══ DATA SHOWN ══

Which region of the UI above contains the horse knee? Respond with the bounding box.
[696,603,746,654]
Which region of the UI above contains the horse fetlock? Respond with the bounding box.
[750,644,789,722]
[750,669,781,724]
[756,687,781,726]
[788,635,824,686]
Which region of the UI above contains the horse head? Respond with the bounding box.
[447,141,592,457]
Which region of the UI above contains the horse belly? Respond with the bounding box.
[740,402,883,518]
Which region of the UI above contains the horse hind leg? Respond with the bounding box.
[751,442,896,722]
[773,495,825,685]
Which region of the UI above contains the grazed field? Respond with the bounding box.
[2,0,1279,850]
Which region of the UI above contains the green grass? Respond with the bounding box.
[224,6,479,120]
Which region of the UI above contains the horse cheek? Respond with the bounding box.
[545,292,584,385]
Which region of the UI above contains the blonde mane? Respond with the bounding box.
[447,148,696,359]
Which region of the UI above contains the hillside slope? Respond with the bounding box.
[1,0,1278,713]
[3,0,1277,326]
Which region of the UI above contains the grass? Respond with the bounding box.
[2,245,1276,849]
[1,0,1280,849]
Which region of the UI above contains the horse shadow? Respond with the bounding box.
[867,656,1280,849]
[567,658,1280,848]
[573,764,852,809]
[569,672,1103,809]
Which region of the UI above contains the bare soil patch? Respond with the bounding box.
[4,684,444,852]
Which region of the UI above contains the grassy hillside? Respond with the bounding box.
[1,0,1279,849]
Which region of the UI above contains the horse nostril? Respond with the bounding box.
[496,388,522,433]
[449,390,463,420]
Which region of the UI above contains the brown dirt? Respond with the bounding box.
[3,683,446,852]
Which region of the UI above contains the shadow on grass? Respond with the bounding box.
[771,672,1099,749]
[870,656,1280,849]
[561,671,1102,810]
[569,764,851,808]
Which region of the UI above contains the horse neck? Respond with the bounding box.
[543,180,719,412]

═══

_TASK INSTRUCTIONS_. Write every entry out again exactly.

_REPLY_.
Which region of the UI above contains the horse knee? Respond with the bounding box.
[696,603,746,654]
Which region of the UI above contains the horse fetlock? Respond with the bounding box.
[750,644,789,722]
[750,669,781,724]
[756,687,781,726]
[788,635,824,686]
Which region of the UI above contains the horse head? Respond with the bounding box.
[447,141,592,457]
Which region of the UI above contains the horse belly? Respond with the bounding box.
[740,402,883,518]
Which region of the UI above contains the horse hind leg? Respond with the bounding box.
[751,442,896,722]
[773,495,825,685]
Which region of the UI above contains the grazed field? Respond with the bounding box.
[2,0,1279,850]
Which region of the UI above contains the green grass? Respond with the bounding box.
[224,6,479,120]
Which region of the UI above contains the horse cheek? Respond with the bounding box.
[545,292,584,385]
Which region of the UI above contains the blonde mane? Respond with the bounding box.
[447,148,696,359]
Which region of the UI above contains the hillside slope? Respond with the bounding box.
[1,0,1278,713]
[3,0,1277,326]
Which region of the UI above contains the grass? Respond with the bounding box.
[2,245,1276,849]
[1,0,1280,849]
Which region of the UI above contains the horse shadow? Respond with the bounding box.
[867,656,1280,849]
[567,658,1280,848]
[573,764,852,809]
[569,672,1103,809]
Which region of the UI above contains the bare soil patch? Respond with the bounding box.
[4,684,444,852]
Which region of the UI above contains the grassy hillside? Respond with the bounding box.
[1,0,1279,849]
Which region of the UI above contains the horse nostril? Respond with the bounding box.
[496,388,522,433]
[449,390,463,420]
Which region of the UI above contains the brown dirt? Respond with the bounding box.
[3,683,446,852]
Which region of the UI above contains the shadow on grass? Respond with the bounding box.
[771,672,1099,749]
[870,656,1280,849]
[561,671,1102,810]
[569,764,851,808]
Which region of the UI above contains the horse neck? Respond with the bounding box.
[543,180,719,412]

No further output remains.